▸ **Texto de origem**

'''

As origens e o contexto
Questionado sobre o porquê da Eurocopa ter sido, mais uma vez, um palco de manifestações políticas, o especialista contextualizou o esporte como um elemento que vai além das quatro linhas. Buscar um ponto inicial para os conflitos exige longo mergulho, explica Marcelo Leite.
“O futebol é um espaço de manifestação esportiva, sociabilidade, mas também de tensão política. Quando o assunto é campeonatos entre seleções nacionais, as tensões podem se aflorar. Esse é o caso que envolve as seleções da Sérvia, Albânia e Croácia. Entender os conflitos protagonizados pelos cantos antissérvios, por parte das torcidas de Albânia e Croácia é complexo e requeria um regresso de séculos. No entanto, pode-se eleger a Primeira Guerra Mundial (1914-1918) como um grande fator detonador de rivalidades políticas que, recentemente, em razão da Eurocopa, tem invadidos os campos”, analisou.

'''

▸ **Conjunto de registros**
'''

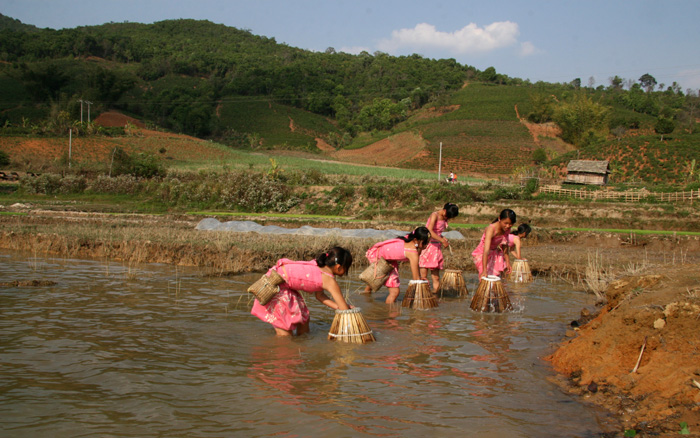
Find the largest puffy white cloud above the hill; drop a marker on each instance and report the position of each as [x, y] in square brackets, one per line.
[470, 39]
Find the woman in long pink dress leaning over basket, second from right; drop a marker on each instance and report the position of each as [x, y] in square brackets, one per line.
[495, 259]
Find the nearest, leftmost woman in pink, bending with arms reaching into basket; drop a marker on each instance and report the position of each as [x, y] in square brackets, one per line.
[287, 310]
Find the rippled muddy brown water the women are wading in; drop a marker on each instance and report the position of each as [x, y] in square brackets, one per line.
[155, 350]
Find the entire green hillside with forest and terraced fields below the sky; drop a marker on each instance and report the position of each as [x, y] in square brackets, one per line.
[250, 92]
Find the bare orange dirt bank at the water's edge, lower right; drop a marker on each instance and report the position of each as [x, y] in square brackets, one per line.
[640, 356]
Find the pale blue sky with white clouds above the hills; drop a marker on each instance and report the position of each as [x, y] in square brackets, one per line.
[548, 40]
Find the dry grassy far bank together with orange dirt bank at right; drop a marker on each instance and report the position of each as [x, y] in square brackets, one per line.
[637, 354]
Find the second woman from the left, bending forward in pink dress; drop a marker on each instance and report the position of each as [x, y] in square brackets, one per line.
[401, 249]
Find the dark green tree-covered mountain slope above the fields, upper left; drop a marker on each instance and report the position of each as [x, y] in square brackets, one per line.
[176, 72]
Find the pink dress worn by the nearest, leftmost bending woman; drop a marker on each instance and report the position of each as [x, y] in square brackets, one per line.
[287, 309]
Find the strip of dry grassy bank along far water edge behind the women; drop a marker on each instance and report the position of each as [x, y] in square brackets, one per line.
[173, 239]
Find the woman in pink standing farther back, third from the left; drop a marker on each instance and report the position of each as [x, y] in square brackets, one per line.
[431, 258]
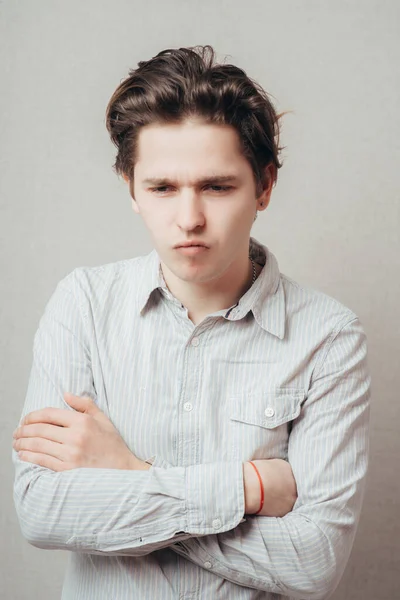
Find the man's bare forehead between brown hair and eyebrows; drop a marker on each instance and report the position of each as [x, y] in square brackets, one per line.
[191, 147]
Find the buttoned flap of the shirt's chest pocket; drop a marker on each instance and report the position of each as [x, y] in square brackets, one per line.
[268, 409]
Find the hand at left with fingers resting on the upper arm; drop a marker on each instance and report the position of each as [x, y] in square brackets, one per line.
[60, 439]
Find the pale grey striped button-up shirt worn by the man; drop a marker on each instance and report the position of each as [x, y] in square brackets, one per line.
[282, 374]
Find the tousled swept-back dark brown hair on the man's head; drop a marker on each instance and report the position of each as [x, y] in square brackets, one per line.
[187, 82]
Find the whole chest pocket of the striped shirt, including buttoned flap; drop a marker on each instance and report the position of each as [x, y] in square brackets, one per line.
[260, 423]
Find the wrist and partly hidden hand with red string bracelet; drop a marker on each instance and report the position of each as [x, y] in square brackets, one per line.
[280, 491]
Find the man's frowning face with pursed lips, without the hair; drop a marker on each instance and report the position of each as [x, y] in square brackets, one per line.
[193, 185]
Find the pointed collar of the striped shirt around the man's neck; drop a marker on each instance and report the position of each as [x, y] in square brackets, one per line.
[265, 299]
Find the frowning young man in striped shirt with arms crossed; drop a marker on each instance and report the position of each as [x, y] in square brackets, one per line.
[201, 379]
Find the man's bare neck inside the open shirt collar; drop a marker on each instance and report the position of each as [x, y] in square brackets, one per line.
[202, 299]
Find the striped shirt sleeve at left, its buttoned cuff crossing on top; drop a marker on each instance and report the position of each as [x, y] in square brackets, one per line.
[109, 511]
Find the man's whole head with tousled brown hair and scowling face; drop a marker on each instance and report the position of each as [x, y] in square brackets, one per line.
[182, 125]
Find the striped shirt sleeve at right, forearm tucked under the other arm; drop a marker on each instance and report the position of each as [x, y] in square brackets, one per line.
[303, 554]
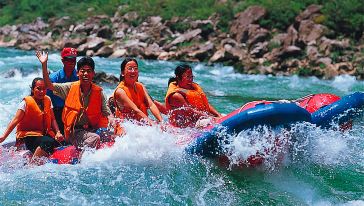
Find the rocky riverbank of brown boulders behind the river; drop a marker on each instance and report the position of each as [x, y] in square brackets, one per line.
[306, 48]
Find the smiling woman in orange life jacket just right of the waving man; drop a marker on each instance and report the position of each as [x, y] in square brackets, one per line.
[131, 98]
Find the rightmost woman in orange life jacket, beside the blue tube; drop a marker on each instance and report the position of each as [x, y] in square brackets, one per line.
[185, 100]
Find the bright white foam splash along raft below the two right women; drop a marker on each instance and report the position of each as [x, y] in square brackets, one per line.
[140, 144]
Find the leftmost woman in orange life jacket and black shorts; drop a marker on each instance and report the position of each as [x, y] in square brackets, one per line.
[35, 122]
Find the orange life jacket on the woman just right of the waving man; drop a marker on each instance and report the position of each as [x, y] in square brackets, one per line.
[137, 96]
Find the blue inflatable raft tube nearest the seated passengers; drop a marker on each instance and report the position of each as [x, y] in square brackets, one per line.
[271, 114]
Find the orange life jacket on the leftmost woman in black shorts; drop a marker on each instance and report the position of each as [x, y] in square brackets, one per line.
[35, 121]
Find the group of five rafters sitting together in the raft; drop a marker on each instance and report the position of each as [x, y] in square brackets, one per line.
[75, 108]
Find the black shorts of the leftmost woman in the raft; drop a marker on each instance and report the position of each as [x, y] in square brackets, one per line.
[46, 143]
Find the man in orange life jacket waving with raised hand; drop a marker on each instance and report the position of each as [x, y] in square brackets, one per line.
[85, 110]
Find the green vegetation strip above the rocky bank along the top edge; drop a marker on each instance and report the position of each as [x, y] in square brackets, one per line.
[345, 17]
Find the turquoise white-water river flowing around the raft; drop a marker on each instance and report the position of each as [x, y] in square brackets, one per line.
[147, 167]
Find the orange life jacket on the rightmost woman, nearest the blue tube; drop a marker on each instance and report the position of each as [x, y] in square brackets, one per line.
[196, 98]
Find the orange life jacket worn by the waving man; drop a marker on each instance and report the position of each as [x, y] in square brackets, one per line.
[73, 108]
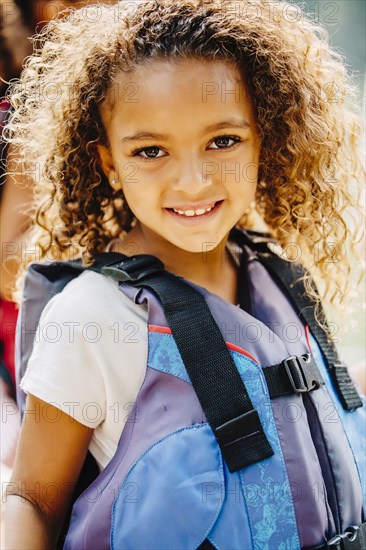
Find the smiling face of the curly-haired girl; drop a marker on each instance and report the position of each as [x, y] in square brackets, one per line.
[184, 148]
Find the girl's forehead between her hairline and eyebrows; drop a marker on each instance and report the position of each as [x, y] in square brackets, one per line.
[160, 89]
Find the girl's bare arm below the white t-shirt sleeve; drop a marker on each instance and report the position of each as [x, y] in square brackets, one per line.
[51, 451]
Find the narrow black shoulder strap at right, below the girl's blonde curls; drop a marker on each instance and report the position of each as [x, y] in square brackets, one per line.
[290, 276]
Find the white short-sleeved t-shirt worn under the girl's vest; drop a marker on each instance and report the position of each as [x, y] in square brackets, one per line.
[89, 358]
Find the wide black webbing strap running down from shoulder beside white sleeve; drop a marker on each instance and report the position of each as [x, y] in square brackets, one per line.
[210, 366]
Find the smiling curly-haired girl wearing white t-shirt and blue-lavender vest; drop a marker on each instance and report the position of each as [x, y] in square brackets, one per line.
[153, 127]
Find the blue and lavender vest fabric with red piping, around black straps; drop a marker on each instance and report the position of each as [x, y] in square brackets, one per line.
[171, 483]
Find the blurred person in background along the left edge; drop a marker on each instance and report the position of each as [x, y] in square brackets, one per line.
[19, 20]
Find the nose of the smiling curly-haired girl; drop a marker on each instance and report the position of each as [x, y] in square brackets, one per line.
[193, 175]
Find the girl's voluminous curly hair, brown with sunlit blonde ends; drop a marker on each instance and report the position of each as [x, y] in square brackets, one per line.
[304, 100]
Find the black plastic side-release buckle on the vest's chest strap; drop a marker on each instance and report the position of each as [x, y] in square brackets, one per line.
[302, 373]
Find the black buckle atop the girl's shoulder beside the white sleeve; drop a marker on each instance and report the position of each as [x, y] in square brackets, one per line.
[134, 268]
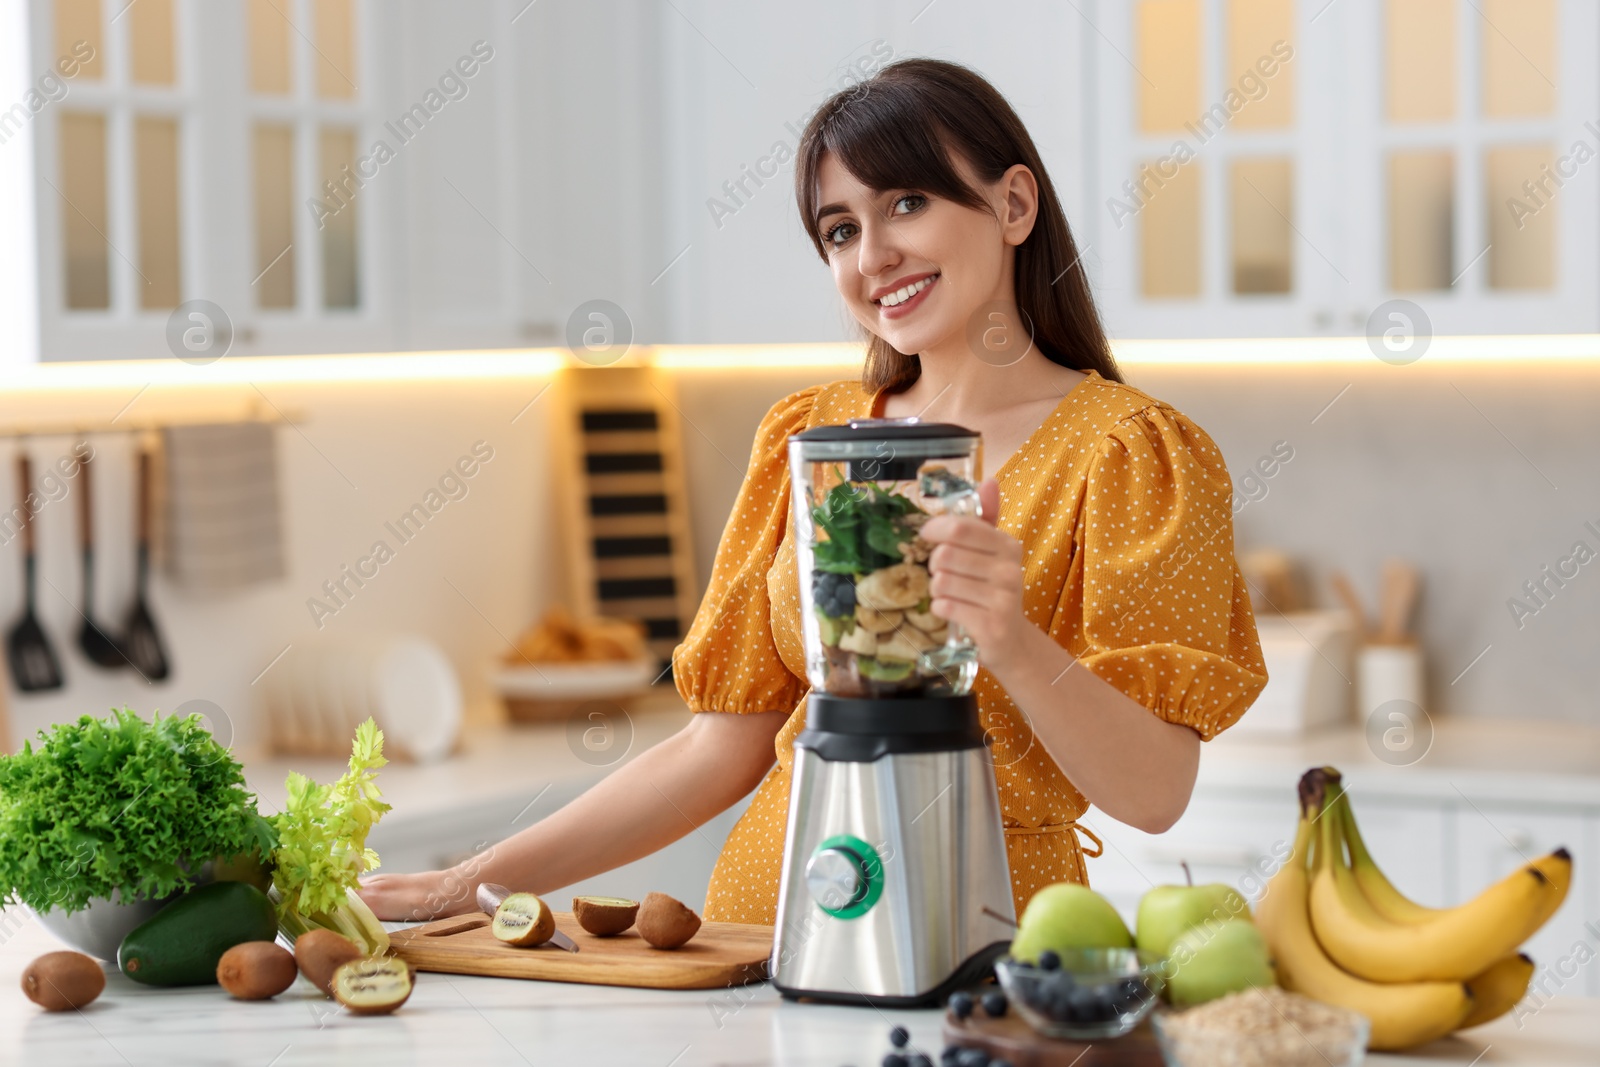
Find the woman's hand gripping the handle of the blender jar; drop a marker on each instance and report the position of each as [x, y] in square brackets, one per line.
[977, 577]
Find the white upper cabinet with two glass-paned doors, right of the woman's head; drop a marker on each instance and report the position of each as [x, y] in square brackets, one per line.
[1252, 180]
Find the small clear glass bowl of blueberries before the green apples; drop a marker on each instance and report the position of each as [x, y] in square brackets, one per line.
[1084, 994]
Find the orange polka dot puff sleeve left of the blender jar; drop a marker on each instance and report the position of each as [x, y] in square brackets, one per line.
[729, 661]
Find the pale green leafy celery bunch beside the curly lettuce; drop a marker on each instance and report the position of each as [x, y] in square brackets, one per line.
[322, 849]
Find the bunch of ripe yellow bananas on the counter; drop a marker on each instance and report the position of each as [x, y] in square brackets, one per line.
[1342, 933]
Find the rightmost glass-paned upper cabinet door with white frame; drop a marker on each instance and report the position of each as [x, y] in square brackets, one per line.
[1474, 162]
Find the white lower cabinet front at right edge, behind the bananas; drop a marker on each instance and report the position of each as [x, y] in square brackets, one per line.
[1498, 839]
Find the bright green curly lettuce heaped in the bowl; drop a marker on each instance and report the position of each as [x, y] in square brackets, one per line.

'''

▸ **Teste sua compreensão**
1 - Reproduza, do texto sobre futebol e política, tudo desde "As origens e" até "explica Marcelo Leite.".
2 - Prossiga com o texto sobre futebol e política a partir do ponto em que ele termina.

▸ **Resultados por tarefa**
1 -
As origens e o contexto
Questionado sobre o porquê da Eurocopa ter sido, mais uma vez, um palco de manifestações políticas, o especialista contextualizou o esporte como um elemento que vai além das quatro linhas. Buscar um ponto inicial para os conflitos exige longo mergulho, explica Marcelo Leite.

2 -
Marcelo aponta que a Península Balcânica é uma região composta por Albânia, Grécia, parte da Turquia na Europa, Romênia, Bulgária, além dos países que compuseram a Iugoslávia (1918-1992): Eslovênia, Croácia, Bósnia-Herzegovina, Montenegro, Macedônia, Sérvia e, desde fevereiro de 2008, Kosovo. O último é um país de reconhecimento parcial, e teve a independência com guerras que tensionaram ainda mais a relação entre sérvios e albaneses.
Além disso, vale reforçar que esse “pedaço” do que hoje se entende por continente europeu tem disputas ainda mais antigas. “Se retomarmos outros séculos, essa região já foi palco de conflitos na Grécia Antiga, integrou o Império Romano, compôs o Império Bizantino, assim como também o Império Otomano”, disse Leite.
A Primeira Guerra e seus impactos
“Sarajevo, capital da Bósnia, foi o local onde membros de grupos nacionalistas sérvios assassinaram o herdeiro do Império Austro-húngaro, em 1914, o estopim da Primeira Guerra Mundial, em discordância da anexação da Bósnia pelo império austríaco, em 1908, sendo este um território de reivindicação sérvia”, iniciou Marcelo ao explicar o quanto o primeiro grande momento bélico mundial impacta na região.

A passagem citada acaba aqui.